Extrait:
Suivez-nous

Bernard Ibal : « Il nous faut trouver un point d’équilibre entre le mieux-disant écologique et le mieux-disant-social »

23 octobre 2023 | Congrès 2023

  • Partage

Agrégé et docteur en philosophie, ancien vice-président de la CFTC, Bernard Ibal a également contribué à la rédaction de la dernière motion d’orientation de la confédération. Il évoque ici comment la CFTC – via le dialogue social – doit s’approprier la question climatique, dans l’optique d’une progression écologique et technologique, comme d’une amélioration des conditions de travail de tous les salariés.

écvologie

Alors que le réchauffement climatique est devenu un enjeu sociétal majeur, les réponses écologiques divergent, voire s’opposent, entre les tenants d’une forme de démondialisation et les partisans d’un capitalisme vert. Comment la CFTC peut-elle envisager et s’approprier ces questions ?

Dans le débat que vous mentionnez, je dirais que la CFTC ne cherche pas à proprement parler une voix intermédiaire, entre ce qu’on pourrait schématiquement présenter comme un socialisme écologique et démondialisé et un capitalisme « monde ». C’est plutôt une 3e voix que notre organisation prône, en s’inspirant en partie de l’enseignement social chrétien. La doctrine sociale de l’église a d’ailleurs clairement mis l’écologie au premier rang de ses préoccupations depuis quelques années, comme l’illustre très bien la dernière encyclique du pape.

Comment caractériser cette 3e voie alors ?

Consignes:
**a)** Recopiez le passage de l'entretien qui va de « Alors que le » jusqu'à « voie alors ? », en remplaçant « réchauffement climatique » par « dérèglement climatique ».
**b)** Les affirmations suivantes concordent-elles avec l'entretien ? Répondez par oui ou par non pour chacune, en citant les mots décisifs du texte. (i) Bernard Ibal a été vice-président de la CFTC. (ii) La CFTC cherche une voie intermédiaire entre un socialisme écologique démondialisé et un capitalisme « monde ». (iii) L'entretien est daté de 2022.
Le matériel fourni n'est pas nécessaire.

Matériel fourni:
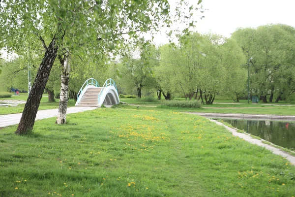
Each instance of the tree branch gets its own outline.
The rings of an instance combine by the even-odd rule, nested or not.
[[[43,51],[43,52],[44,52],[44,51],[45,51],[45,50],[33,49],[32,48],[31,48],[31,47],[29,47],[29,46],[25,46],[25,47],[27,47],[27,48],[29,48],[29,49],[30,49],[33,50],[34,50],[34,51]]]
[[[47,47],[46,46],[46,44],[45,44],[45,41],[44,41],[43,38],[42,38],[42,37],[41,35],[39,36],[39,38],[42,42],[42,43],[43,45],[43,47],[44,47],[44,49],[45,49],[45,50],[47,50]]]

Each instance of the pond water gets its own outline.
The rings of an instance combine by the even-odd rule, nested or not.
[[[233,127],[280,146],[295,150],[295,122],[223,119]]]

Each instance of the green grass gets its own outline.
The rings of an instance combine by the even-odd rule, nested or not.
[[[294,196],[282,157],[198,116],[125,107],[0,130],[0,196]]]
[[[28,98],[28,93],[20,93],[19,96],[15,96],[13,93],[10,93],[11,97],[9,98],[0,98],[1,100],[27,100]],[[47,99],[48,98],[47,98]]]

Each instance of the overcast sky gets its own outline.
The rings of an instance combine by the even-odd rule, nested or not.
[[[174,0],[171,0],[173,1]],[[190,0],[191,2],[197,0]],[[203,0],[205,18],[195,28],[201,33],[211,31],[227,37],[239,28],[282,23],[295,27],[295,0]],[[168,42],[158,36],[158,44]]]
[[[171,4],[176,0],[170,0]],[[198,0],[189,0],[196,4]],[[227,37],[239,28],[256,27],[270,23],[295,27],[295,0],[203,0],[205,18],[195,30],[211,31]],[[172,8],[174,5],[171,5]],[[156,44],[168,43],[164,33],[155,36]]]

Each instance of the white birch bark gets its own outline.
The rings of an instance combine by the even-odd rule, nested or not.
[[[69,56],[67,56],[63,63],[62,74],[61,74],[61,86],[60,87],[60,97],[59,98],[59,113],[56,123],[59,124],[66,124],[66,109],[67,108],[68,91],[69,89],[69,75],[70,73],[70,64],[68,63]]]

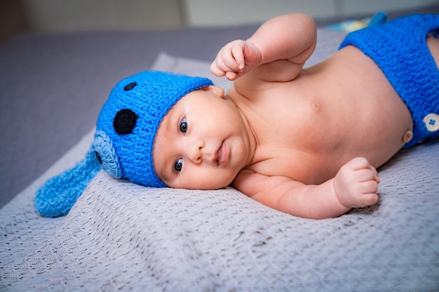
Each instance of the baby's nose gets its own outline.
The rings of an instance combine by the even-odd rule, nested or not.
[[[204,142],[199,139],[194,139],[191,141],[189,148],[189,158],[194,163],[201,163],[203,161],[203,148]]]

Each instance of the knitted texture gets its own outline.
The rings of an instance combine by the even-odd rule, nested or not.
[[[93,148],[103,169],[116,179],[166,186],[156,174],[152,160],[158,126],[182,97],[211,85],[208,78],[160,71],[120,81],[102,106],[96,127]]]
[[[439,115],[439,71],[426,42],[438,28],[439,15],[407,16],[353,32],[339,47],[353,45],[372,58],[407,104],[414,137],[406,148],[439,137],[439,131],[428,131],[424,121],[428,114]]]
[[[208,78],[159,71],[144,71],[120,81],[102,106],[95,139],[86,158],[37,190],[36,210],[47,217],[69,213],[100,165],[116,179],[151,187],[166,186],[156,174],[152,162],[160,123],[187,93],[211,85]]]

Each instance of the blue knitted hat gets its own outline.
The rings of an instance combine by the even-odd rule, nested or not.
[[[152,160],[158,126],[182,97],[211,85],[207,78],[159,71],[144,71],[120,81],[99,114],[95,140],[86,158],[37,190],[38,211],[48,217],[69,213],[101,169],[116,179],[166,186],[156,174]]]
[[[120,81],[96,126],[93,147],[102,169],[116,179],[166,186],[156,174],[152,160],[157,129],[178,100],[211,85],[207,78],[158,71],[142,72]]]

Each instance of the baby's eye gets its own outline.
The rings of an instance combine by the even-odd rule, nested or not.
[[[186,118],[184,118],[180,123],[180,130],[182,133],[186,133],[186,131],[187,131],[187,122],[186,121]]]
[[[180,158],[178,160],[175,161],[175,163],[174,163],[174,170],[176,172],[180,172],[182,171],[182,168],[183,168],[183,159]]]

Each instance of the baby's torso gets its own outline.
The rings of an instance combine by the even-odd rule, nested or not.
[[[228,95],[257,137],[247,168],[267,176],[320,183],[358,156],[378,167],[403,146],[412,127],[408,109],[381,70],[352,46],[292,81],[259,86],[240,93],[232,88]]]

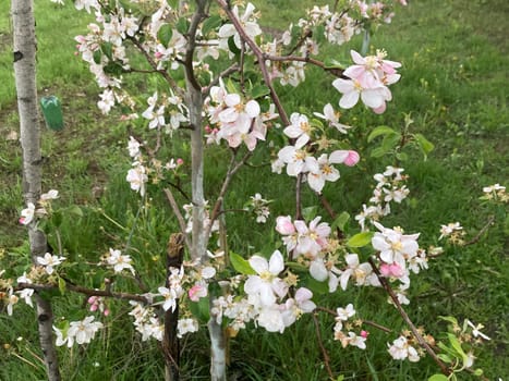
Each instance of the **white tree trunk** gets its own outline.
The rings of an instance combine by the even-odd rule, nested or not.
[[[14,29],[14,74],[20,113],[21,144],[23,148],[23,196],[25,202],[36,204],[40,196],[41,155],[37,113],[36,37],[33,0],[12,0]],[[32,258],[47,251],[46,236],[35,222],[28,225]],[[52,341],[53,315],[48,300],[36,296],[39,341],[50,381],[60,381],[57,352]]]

* * *

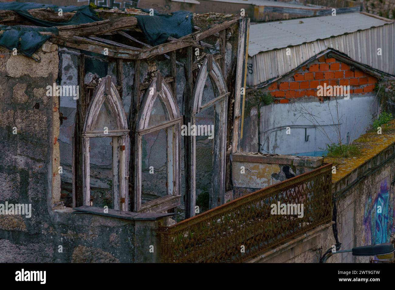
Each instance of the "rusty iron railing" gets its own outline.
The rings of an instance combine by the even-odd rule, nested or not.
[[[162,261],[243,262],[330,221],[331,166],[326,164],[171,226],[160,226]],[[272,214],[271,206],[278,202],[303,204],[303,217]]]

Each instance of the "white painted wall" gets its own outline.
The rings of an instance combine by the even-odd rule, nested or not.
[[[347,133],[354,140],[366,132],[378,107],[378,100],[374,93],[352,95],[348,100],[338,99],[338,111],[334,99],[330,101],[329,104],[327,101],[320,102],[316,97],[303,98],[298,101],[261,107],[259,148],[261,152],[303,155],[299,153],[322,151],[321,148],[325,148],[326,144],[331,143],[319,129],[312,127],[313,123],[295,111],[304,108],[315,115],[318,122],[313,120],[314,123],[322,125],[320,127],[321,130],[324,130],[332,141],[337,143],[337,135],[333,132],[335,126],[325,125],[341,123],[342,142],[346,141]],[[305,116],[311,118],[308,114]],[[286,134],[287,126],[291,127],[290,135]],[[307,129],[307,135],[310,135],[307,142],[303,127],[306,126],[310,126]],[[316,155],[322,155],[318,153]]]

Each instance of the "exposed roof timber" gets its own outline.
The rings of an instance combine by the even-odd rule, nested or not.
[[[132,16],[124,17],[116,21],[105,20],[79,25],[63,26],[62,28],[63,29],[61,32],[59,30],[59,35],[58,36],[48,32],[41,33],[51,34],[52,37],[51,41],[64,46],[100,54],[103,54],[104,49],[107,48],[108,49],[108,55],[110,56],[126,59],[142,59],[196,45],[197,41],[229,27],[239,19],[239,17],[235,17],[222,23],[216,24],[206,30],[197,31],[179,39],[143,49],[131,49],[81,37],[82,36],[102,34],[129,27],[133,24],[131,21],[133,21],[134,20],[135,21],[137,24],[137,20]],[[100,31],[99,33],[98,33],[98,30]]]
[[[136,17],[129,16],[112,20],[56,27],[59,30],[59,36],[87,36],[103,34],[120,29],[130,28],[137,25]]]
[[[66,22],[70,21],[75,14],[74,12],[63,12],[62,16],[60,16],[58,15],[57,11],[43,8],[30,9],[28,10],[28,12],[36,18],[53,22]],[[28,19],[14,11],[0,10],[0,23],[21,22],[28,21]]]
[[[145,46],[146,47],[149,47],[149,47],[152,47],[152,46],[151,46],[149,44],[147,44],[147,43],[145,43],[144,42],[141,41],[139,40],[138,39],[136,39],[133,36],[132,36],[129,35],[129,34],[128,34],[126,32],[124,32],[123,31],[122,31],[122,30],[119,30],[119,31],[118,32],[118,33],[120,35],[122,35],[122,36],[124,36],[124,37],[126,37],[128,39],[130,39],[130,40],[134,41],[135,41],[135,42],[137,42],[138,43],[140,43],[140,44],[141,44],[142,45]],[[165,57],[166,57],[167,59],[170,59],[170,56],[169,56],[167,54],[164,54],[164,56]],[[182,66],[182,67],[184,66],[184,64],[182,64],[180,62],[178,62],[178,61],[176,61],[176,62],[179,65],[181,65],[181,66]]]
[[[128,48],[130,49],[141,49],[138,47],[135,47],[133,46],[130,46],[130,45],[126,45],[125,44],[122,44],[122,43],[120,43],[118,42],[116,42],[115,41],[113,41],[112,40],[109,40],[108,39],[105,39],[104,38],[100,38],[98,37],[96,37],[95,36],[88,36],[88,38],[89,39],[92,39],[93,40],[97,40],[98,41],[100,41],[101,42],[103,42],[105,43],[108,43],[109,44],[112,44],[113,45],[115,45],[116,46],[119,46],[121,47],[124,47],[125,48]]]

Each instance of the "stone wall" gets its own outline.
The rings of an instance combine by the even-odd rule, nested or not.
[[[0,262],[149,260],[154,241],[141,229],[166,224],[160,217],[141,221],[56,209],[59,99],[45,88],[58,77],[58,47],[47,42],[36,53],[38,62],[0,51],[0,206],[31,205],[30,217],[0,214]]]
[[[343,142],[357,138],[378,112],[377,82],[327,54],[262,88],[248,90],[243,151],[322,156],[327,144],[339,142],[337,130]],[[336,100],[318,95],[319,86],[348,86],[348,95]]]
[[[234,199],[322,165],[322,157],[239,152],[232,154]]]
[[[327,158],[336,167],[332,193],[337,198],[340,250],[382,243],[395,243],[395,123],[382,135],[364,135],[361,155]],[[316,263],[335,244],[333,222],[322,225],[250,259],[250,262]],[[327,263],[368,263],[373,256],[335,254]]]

Réponses:
**a)**
Alors que le dérèglement climatique est devenu un enjeu sociétal majeur, les réponses écologiques divergent, voire s’opposent, entre les tenants d’une forme de démondialisation et les partisans d’un capitalisme vert. Comment la CFTC peut-elle envisager et s’approprier ces questions ?

Dans le débat que vous mentionnez, je dirais que la CFTC ne cherche pas à proprement parler une voix intermédiaire, entre ce qu’on pourrait schématiquement présenter comme un socialisme écologique et démondialisé et un capitalisme « monde ». C’est plutôt une 3e voix que notre organisation prône, en s’inspirant en partie de l’enseignement social chrétien. La doctrine sociale de l’église a d’ailleurs clairement mis l’écologie au premier rang de ses préoccupations depuis quelques années, comme l’illustre très bien la dernière encyclique du pape.

Comment caractériser cette 3e voie alors ?

**b)**
(i) Oui : « ancien vice-président de la CFTC ».
(ii) Non : « la CFTC ne cherche pas à proprement parler une voix intermédiaire ».
(iii) Non : « 23 octobre 2023 ».